» What the exercise asks
Copy out the listing that follows exactly, dropping every picture.

___ Supplied data ___

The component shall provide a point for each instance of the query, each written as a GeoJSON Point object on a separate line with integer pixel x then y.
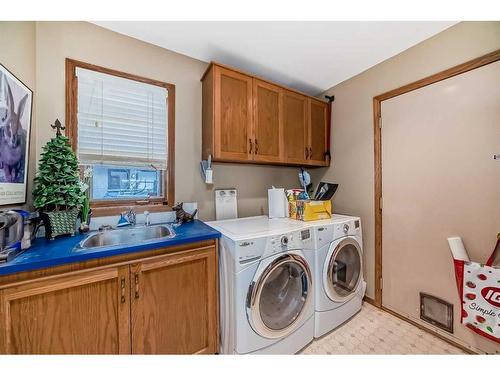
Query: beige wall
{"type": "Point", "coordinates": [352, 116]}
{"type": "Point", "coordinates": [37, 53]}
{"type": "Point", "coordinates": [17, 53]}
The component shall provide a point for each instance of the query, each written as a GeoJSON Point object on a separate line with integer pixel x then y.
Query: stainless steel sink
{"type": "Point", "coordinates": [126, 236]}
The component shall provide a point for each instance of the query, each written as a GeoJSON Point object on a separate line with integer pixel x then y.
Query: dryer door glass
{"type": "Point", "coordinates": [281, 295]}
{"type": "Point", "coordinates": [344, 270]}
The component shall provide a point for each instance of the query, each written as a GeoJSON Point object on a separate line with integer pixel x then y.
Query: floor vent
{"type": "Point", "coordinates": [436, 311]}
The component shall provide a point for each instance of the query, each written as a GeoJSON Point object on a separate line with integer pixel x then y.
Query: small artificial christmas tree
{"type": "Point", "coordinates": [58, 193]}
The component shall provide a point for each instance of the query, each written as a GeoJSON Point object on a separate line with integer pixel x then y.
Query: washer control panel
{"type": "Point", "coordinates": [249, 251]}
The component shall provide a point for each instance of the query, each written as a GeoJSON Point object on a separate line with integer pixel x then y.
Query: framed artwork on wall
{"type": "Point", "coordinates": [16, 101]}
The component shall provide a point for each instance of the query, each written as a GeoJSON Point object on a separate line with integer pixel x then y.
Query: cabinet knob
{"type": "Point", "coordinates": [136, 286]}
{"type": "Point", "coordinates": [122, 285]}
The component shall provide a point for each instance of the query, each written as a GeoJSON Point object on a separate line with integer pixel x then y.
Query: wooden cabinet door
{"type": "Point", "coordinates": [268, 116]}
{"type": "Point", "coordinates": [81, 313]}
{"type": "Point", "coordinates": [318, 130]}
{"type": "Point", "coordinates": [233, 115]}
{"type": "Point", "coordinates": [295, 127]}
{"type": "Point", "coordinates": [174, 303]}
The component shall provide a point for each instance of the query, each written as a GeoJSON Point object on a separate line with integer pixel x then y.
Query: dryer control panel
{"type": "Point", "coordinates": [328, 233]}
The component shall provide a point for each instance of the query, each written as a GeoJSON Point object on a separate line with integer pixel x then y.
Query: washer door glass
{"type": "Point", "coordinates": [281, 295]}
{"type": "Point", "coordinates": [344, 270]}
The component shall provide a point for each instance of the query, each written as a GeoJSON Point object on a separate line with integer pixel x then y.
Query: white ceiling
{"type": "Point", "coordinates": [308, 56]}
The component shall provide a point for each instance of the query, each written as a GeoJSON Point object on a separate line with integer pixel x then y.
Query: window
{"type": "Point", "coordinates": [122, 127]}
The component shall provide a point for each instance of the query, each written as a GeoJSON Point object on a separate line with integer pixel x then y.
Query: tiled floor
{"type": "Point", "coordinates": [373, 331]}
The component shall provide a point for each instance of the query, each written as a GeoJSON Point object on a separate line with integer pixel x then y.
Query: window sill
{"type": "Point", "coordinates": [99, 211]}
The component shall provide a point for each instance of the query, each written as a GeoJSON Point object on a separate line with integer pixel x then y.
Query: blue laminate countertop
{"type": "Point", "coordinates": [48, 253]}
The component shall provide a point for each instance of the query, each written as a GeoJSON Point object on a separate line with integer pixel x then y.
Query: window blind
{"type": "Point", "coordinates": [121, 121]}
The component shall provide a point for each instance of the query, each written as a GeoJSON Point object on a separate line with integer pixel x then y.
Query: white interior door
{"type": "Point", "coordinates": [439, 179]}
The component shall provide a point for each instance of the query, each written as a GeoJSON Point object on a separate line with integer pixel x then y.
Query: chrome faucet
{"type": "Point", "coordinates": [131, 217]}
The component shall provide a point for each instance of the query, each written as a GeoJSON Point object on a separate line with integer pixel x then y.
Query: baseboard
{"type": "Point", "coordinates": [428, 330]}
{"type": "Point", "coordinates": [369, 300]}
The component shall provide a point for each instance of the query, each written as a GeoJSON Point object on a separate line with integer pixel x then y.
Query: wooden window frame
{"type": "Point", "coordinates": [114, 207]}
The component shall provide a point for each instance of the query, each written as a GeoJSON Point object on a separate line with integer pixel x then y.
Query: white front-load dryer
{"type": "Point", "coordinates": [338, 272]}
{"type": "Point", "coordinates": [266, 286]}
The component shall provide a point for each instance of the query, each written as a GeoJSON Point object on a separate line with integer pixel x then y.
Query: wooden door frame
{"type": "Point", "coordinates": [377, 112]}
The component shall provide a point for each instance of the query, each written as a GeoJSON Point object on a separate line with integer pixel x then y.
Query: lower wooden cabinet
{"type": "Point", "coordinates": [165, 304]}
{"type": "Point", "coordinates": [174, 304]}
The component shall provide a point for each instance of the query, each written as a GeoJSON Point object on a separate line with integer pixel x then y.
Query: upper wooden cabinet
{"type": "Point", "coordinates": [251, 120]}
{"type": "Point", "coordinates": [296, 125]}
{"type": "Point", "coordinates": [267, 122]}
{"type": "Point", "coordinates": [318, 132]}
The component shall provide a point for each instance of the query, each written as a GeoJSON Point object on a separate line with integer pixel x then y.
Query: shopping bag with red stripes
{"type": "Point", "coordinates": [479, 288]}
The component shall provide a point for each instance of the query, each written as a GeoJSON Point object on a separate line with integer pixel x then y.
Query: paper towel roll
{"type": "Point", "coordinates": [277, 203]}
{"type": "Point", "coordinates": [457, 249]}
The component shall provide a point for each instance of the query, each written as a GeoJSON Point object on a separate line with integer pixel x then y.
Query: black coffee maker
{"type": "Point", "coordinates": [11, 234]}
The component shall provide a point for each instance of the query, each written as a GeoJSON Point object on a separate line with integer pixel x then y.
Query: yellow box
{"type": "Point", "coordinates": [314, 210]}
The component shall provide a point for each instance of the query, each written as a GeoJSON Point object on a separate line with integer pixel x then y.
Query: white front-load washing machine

___

» Solution to this problem
The component shall provide a point for each instance of the query, each written as a GeoJSON Point object on a separate line with integer pixel x then y.
Query: beige wall
{"type": "Point", "coordinates": [352, 116]}
{"type": "Point", "coordinates": [37, 53]}
{"type": "Point", "coordinates": [17, 53]}
The component shall provide a point for each instance of the query, each written as a GeoJSON Point object on a separate line with integer pixel x then y.
Query: stainless steel sink
{"type": "Point", "coordinates": [126, 236]}
The component shall provide a point for each instance of the query, each written as a GeoJSON Point object on a separate line with integer pixel x then y.
Query: dryer door glass
{"type": "Point", "coordinates": [281, 295]}
{"type": "Point", "coordinates": [344, 270]}
The component shall provide a point for each instance of the query, each written as a GeoJSON Point object on a separate line with integer pixel x then y.
Query: floor vent
{"type": "Point", "coordinates": [436, 311]}
The component shall provide a point for each instance of the query, each written as a GeoJSON Point object on a separate line with integer pixel x then y.
Query: small artificial christmas tree
{"type": "Point", "coordinates": [58, 193]}
The component shall provide a point for each instance of the query, each written as a GeoJSON Point object on a separate line with integer pixel x then y.
Query: washer control panel
{"type": "Point", "coordinates": [249, 251]}
The component shall provide a point for each instance of the query, each written as a GeoJSON Point object on a separate line with integer pixel x then y.
Query: framed artwork on wall
{"type": "Point", "coordinates": [16, 101]}
The component shall provide a point for each instance of the query, each written as a GeoJSON Point object on a separate line with integer pixel x then y.
Query: cabinet knob
{"type": "Point", "coordinates": [136, 286]}
{"type": "Point", "coordinates": [122, 285]}
The component shall provide a point for each instance of the query, each written as a GeoJSON Point object on a separate line with integer pixel x then y.
Query: wooden cabinet door
{"type": "Point", "coordinates": [268, 116]}
{"type": "Point", "coordinates": [81, 313]}
{"type": "Point", "coordinates": [318, 130]}
{"type": "Point", "coordinates": [233, 115]}
{"type": "Point", "coordinates": [295, 127]}
{"type": "Point", "coordinates": [174, 303]}
The component shall provide a point for each instance of the query, each written as a GeoJSON Point object on a separate line with integer pixel x then y.
Query: dryer control panel
{"type": "Point", "coordinates": [328, 233]}
The component shall provide a point for each instance of the query, each written as a GeoJSON Point object on a separate line with integer pixel x then y.
Query: washer door glass
{"type": "Point", "coordinates": [281, 295]}
{"type": "Point", "coordinates": [344, 270]}
The component shall provide a point for each instance of the query, each written as a GeoJSON Point object on a separate line with integer pixel x then y.
Query: white ceiling
{"type": "Point", "coordinates": [308, 56]}
The component shall provide a point for each instance of the query, each written as a GeoJSON Point object on a separate line with integer pixel x then y.
Query: window
{"type": "Point", "coordinates": [122, 127]}
The component shall provide a point for each instance of the query, each written as a GeoJSON Point object on a separate line with integer pixel x then y.
Query: tiled floor
{"type": "Point", "coordinates": [373, 331]}
The component shall provide a point for each instance of the query, each written as a GeoJSON Point object on a separate line with integer pixel x then y.
Query: window sill
{"type": "Point", "coordinates": [99, 211]}
The component shall provide a point for each instance of the query, each written as a GeoJSON Point object on a separate line with integer pixel x then y.
Query: blue laminate countertop
{"type": "Point", "coordinates": [48, 253]}
The component shall provide a point for each instance of the query, each written as a GeoJSON Point object on a separate line with integer pixel x then y.
Query: window blind
{"type": "Point", "coordinates": [121, 121]}
The component shall provide a point for each instance of the query, each written as a GeoJSON Point object on a separate line with integer pixel x then y.
Query: white interior door
{"type": "Point", "coordinates": [439, 179]}
The component shall provide a point for each instance of the query, each written as a GeoJSON Point object on a separate line with integer pixel x then y.
Query: chrome faucet
{"type": "Point", "coordinates": [131, 217]}
The component shall provide a point for each instance of the query, each written as a GeoJSON Point object on a separate line with integer pixel x then y.
Query: baseboard
{"type": "Point", "coordinates": [428, 330]}
{"type": "Point", "coordinates": [369, 300]}
The component shall provide a point for each instance of the query, each written as a GeoJSON Point object on a separate line with integer pixel x then y.
Query: wooden window frame
{"type": "Point", "coordinates": [114, 207]}
The component shall provide a point for each instance of the query, each written as a GeoJSON Point object on a separate line with integer pixel x then y.
Query: white front-load dryer
{"type": "Point", "coordinates": [338, 272]}
{"type": "Point", "coordinates": [266, 286]}
The component shall provide a point for each instance of the query, each written as a GeoJSON Point object on a separate line with integer pixel x then y.
Query: wooden door frame
{"type": "Point", "coordinates": [377, 112]}
The component shall provide a point for each instance of the query, each written as a GeoJSON Point object on a separate line with integer pixel x then y.
Query: lower wooden cabinet
{"type": "Point", "coordinates": [165, 304]}
{"type": "Point", "coordinates": [174, 304]}
The component shall provide a point for each instance of the query, each written as a GeoJSON Point object on a separate line with integer pixel x then y.
Query: upper wooden cabinet
{"type": "Point", "coordinates": [251, 120]}
{"type": "Point", "coordinates": [296, 125]}
{"type": "Point", "coordinates": [267, 122]}
{"type": "Point", "coordinates": [318, 132]}
The component shall provide a point for each instance of the query, each written as a GeoJSON Point object on a separate line with integer pixel x then y.
Query: shopping bag with red stripes
{"type": "Point", "coordinates": [479, 288]}
The component shall provide a point for each instance of the query, each written as a GeoJSON Point object on a separate line with integer pixel x then y.
Query: paper towel roll
{"type": "Point", "coordinates": [277, 203]}
{"type": "Point", "coordinates": [457, 249]}
The component shall provide a point for each instance of the query, each written as a GeoJSON Point object on a separate line with integer pixel x then y.
Query: black coffee maker
{"type": "Point", "coordinates": [11, 234]}
The component shall provide a point for each instance of the query, each written as a GeoJSON Point object on a separate line with integer pixel x then y.
Query: yellow box
{"type": "Point", "coordinates": [314, 210]}
The component shall provide a point for each instance of the query, each written as a GeoJSON Point object on a separate line with integer pixel x then y.
Query: white front-load washing machine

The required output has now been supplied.